Exercise details -
List each line of the material that contains the string "wheel", matching case exactly.

Dataset excerpts -
----------------
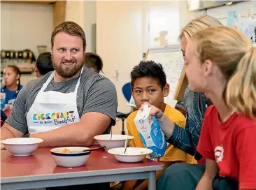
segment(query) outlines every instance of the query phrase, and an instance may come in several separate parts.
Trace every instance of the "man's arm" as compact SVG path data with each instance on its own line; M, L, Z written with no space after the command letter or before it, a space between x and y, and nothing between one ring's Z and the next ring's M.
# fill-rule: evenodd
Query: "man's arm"
M90 146L94 136L101 134L110 125L111 119L99 112L84 114L79 122L57 129L31 135L43 140L41 147Z
M6 119L4 124L1 128L1 140L10 138L20 138L24 134L27 130L25 104L30 85L24 86L20 92L15 100L13 109L10 115ZM3 146L1 145L1 148Z
M24 135L23 133L17 131L7 123L4 123L1 128L1 140L12 138L20 138ZM4 149L4 146L1 143L1 149Z

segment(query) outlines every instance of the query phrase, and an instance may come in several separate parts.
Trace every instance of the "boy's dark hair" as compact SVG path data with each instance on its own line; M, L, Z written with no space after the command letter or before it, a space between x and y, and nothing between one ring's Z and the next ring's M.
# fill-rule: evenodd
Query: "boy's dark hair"
M87 68L92 67L94 68L96 73L99 73L103 67L103 62L101 58L97 54L92 52L85 53L85 65Z
M166 75L163 66L153 61L141 61L131 72L131 86L134 87L135 80L142 77L150 77L157 80L162 89L166 85Z
M50 52L40 54L36 59L36 64L39 73L42 75L55 70L55 68L52 66L52 55Z

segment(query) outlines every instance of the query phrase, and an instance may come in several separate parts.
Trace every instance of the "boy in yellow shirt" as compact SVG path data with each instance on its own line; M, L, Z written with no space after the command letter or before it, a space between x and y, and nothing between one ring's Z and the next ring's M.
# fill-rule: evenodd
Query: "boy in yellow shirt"
M141 61L131 72L131 86L132 95L137 108L145 103L159 108L173 122L181 127L185 127L185 118L175 108L164 102L164 97L169 93L169 85L166 83L166 77L163 67L152 61ZM134 137L130 140L133 147L145 147L140 138L134 119L137 111L131 113L127 118L129 135ZM164 170L157 172L157 180L164 170L176 162L197 163L194 158L183 150L167 143L167 148L163 157L158 159L164 164ZM148 187L148 180L132 180L123 183L123 189L145 189Z

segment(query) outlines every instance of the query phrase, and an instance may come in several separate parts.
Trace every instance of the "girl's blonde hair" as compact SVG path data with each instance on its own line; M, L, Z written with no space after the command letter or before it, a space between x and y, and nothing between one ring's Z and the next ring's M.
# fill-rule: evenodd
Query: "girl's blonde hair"
M196 54L201 63L215 63L227 80L228 106L256 119L256 48L236 29L209 27L195 34Z
M222 24L218 19L208 15L199 16L191 20L181 30L178 39L180 41L184 37L188 41L198 31L215 26L222 26Z

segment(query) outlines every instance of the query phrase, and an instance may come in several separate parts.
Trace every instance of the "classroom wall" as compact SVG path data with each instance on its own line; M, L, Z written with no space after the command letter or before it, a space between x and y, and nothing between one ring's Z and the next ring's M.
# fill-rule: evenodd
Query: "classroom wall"
M97 2L97 52L102 57L104 71L118 91L118 111L129 112L131 108L122 87L129 82L129 72L142 59L143 1ZM118 121L114 133L120 133Z
M83 1L66 1L65 21L73 21L85 29L85 6Z
M1 3L1 48L29 49L38 56L37 45L50 48L52 5Z
M37 45L50 50L53 29L52 5L1 3L1 49L29 49L36 57ZM22 74L21 84L36 78L34 73Z
M193 17L207 14L208 15L218 19L224 25L227 25L228 11L237 11L238 14L247 15L247 9L253 8L253 12L256 13L256 1L248 1L242 3L211 8L206 10L194 12Z
M96 1L84 1L84 24L86 35L86 51L95 52L96 51Z

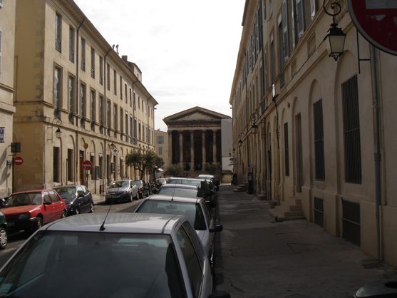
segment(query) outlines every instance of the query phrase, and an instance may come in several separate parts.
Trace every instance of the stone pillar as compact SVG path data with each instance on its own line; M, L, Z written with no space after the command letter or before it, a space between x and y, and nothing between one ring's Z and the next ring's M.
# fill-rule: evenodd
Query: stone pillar
M172 130L168 130L168 158L170 165L172 164Z
M212 163L217 162L217 130L212 130Z
M183 130L179 133L179 164L183 168Z
M205 165L205 130L202 130L201 133L202 133L201 151L202 154L201 169L204 170L204 165Z

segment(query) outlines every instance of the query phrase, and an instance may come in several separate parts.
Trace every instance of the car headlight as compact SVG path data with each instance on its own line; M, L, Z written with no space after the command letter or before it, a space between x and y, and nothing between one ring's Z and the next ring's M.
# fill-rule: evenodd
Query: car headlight
M27 218L31 218L30 213L22 213L20 214L19 216L18 217L19 220L26 220Z

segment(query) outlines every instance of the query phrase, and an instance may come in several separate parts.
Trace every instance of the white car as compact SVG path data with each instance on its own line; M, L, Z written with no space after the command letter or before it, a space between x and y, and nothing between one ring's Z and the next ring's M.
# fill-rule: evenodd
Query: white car
M212 294L209 260L186 217L137 213L43 227L2 267L0 289L14 297L230 297Z
M213 260L214 232L222 231L222 226L215 223L202 197L153 195L143 201L135 212L185 215L196 230L207 256Z

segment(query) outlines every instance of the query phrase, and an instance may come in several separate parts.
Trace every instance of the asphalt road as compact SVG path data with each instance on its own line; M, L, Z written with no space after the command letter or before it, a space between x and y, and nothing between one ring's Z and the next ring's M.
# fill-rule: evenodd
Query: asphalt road
M132 212L140 204L141 200L136 200L130 202L117 203L107 205L105 202L99 202L95 205L95 212L97 213L107 212L110 210L110 212ZM30 235L23 232L9 235L9 243L5 250L0 251L0 267L10 258L15 251L29 238Z

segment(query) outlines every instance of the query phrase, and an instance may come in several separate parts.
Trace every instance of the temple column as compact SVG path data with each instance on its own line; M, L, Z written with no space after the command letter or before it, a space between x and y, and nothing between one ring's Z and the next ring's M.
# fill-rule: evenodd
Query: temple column
M217 130L212 130L212 163L217 162Z
M179 164L183 168L183 130L179 133Z
M190 171L195 170L195 130L190 130Z
M201 163L201 170L204 170L204 165L205 165L205 130L202 130L201 133L202 142L201 142L201 152L202 155L202 160Z

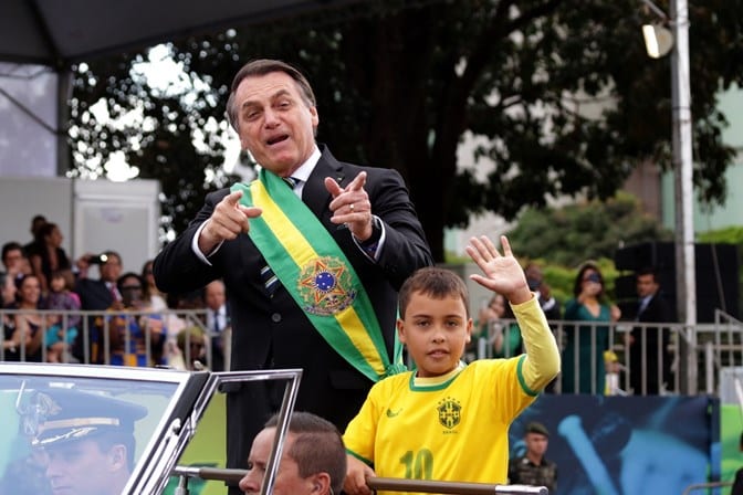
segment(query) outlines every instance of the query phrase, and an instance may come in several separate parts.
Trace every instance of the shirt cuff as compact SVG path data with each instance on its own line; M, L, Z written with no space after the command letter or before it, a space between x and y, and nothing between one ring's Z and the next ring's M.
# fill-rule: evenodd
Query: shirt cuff
M214 247L213 250L211 250L211 253L209 253L209 254L203 254L203 253L201 252L201 250L199 249L199 238L201 236L201 231L203 230L203 228L205 228L206 225L207 225L207 221L203 221L203 222L201 222L201 224L199 225L199 228L196 230L196 233L193 234L193 239L191 239L191 251L193 251L193 254L196 254L196 257L198 257L199 260L201 260L202 263L205 263L205 264L211 266L211 262L209 261L209 257L213 256L214 253L217 253L217 251L219 251L219 249L222 246L222 243L223 243L224 241L222 241L222 242L220 242L219 244L217 244L217 247Z

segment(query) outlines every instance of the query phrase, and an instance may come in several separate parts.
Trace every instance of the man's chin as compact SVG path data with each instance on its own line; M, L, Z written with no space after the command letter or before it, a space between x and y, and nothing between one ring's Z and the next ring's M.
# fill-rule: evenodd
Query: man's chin
M74 495L76 492L71 486L60 486L52 488L52 495Z

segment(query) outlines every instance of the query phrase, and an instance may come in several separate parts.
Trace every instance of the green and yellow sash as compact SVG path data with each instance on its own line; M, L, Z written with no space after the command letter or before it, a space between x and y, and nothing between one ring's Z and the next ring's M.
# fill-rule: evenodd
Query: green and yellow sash
M250 185L232 186L236 190L243 192L243 206L263 210L250 220L248 235L336 352L375 382L405 371L397 333L390 362L364 285L307 206L280 177L265 169Z

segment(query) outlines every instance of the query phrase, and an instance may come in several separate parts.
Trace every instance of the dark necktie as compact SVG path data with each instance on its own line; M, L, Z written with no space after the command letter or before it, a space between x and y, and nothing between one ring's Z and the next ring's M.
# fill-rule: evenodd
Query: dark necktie
M294 190L299 183L299 179L293 177L283 177L282 179L292 190ZM263 281L263 285L265 286L265 289L270 296L272 296L273 293L276 292L276 288L279 288L279 278L269 265L265 265L261 268L261 281Z

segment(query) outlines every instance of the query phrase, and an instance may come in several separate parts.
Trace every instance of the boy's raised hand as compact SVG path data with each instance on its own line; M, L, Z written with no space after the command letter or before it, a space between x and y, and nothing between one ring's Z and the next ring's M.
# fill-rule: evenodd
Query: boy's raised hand
M503 294L511 304L525 303L533 297L532 292L505 235L501 235L501 246L503 254L499 253L495 244L486 235L470 239L465 247L467 254L483 273L483 275L470 275L470 278L485 288Z
M367 486L366 478L376 476L374 470L365 463L348 454L346 478L343 482L343 491L349 495L373 495L374 492Z

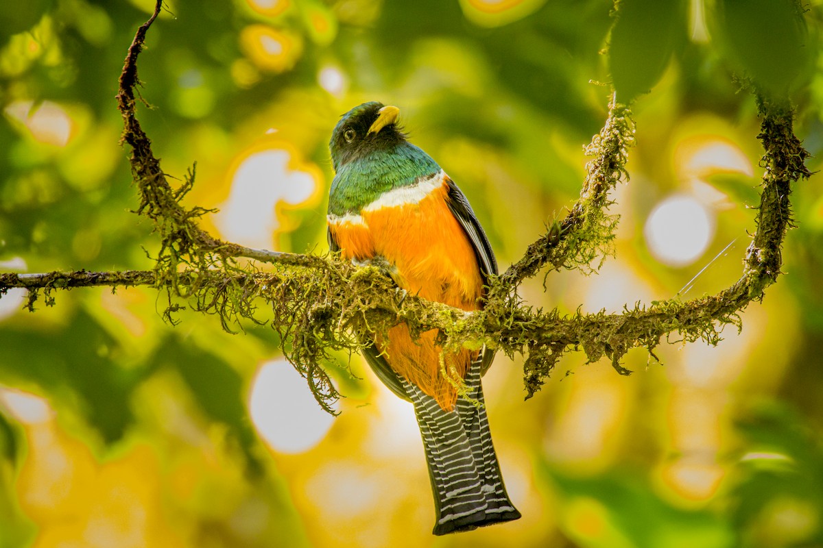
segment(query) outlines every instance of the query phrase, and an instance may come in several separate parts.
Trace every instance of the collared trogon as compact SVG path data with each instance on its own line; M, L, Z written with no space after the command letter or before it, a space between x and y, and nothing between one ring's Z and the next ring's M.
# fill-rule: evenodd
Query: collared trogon
M335 127L329 246L356 263L384 268L409 294L477 310L487 277L497 273L491 246L460 189L407 140L399 113L365 103ZM400 324L364 352L380 380L414 404L435 495L434 533L517 519L480 383L494 352L445 352L436 335L433 329L413 340ZM465 389L459 396L458 387Z

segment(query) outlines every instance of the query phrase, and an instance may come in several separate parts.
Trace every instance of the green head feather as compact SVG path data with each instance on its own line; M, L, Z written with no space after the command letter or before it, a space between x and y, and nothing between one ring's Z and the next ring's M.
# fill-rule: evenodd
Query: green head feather
M406 140L398 127L398 109L374 101L343 114L328 144L335 176L328 212L359 213L381 194L414 184L440 167Z

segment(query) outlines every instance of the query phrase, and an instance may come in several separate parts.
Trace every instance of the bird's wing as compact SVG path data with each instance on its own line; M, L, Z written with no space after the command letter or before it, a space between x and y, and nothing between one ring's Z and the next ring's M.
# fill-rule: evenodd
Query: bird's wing
M477 256L477 264L480 265L483 280L488 281L489 274L497 274L497 260L495 259L495 253L491 251L489 238L486 237L483 227L480 226L463 193L451 178L447 177L446 182L449 184L449 209L468 236L472 246L474 247L474 254Z
M480 265L480 272L483 276L483 281L487 283L489 274L497 274L497 260L495 258L495 252L491 251L491 244L489 243L489 238L486 236L486 232L480 225L474 211L472 210L472 205L469 205L465 195L458 188L451 177L447 177L446 181L449 184L447 200L449 209L451 210L452 214L458 219L472 242L474 254L477 257L477 264ZM491 348L484 348L480 366L481 375L486 375L486 371L491 366L491 361L494 357L495 352Z
M334 240L334 236L332 235L332 231L326 229L326 239L328 241L328 248L332 251L339 251L340 246ZM369 366L374 371L378 378L383 381L383 384L388 387L392 392L397 394L399 398L403 399L408 399L408 394L406 393L406 389L403 388L402 381L400 376L394 372L386 359L380 354L380 351L377 349L374 343L369 344L369 346L364 347L363 348L363 357L365 357L365 361L369 363Z

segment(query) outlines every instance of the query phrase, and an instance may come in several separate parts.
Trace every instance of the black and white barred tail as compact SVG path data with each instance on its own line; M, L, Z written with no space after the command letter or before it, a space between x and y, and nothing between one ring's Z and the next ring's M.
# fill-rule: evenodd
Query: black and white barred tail
M518 519L506 494L480 384L481 361L466 377L468 398L444 411L416 386L401 382L414 403L435 495L435 535ZM472 400L474 400L473 402Z

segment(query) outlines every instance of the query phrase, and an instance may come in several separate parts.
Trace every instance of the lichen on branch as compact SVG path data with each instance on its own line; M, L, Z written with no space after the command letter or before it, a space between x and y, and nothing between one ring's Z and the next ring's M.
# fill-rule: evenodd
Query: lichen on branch
M182 203L195 183L194 168L173 188L137 121L137 60L161 6L158 0L151 18L135 35L117 96L123 118L122 141L132 150L129 161L140 198L136 212L152 221L160 241L153 269L0 274L0 296L11 288L26 288L30 291L27 307L34 310L41 296L46 304L52 304L52 292L57 289L151 286L165 292L168 319L186 305L216 315L222 327L231 332L244 321L263 323L258 307L265 306L272 312L267 321L279 334L284 354L307 379L320 405L332 412L332 403L340 394L327 371L330 352L356 351L363 341L385 334L400 322L405 322L414 336L439 329L439 342L451 349L486 344L509 356L525 356L528 398L569 352L583 351L590 361L607 357L618 372L626 375L630 371L621 365L625 353L639 347L655 358L654 349L664 337L717 344L724 326L741 329L741 312L751 301L762 299L764 290L780 274L783 239L793 226L791 185L809 177L805 166L808 153L793 133L788 102L756 93L762 119L758 137L764 148L757 228L743 260L742 275L716 295L626 305L621 313L578 311L565 315L556 309L535 309L519 300L519 283L544 268L550 273L577 269L590 274L613 254L618 219L608 213L612 203L609 192L621 180L628 180L625 166L635 131L630 111L613 97L602 130L586 148L591 160L579 199L565 217L555 221L528 246L522 259L491 280L481 311L468 313L405 295L379 269L357 268L337 256L254 250L221 242L198 225L198 219L210 210ZM263 272L254 263L239 261L241 257L270 263L271 267Z

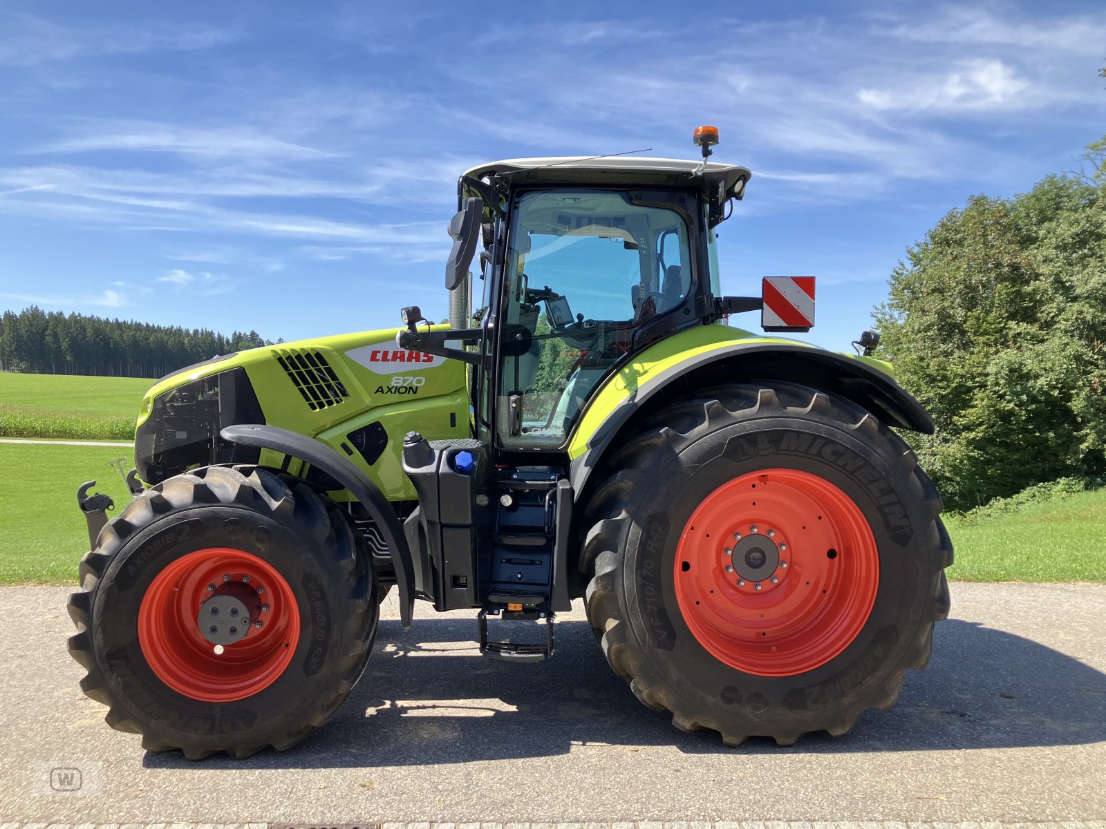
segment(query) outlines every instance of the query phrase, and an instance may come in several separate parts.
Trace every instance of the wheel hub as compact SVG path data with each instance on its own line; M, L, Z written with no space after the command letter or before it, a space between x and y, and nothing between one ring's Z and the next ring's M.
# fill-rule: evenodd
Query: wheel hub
----------------
Output for this task -
Trace every instance of the wheel hub as compact SVG path data with each instance on its own line; M, L, Z written with no space after the command letter or before it, a space between x and y, and nothing between one ring's Z and the next ring's M.
Query: wheel hub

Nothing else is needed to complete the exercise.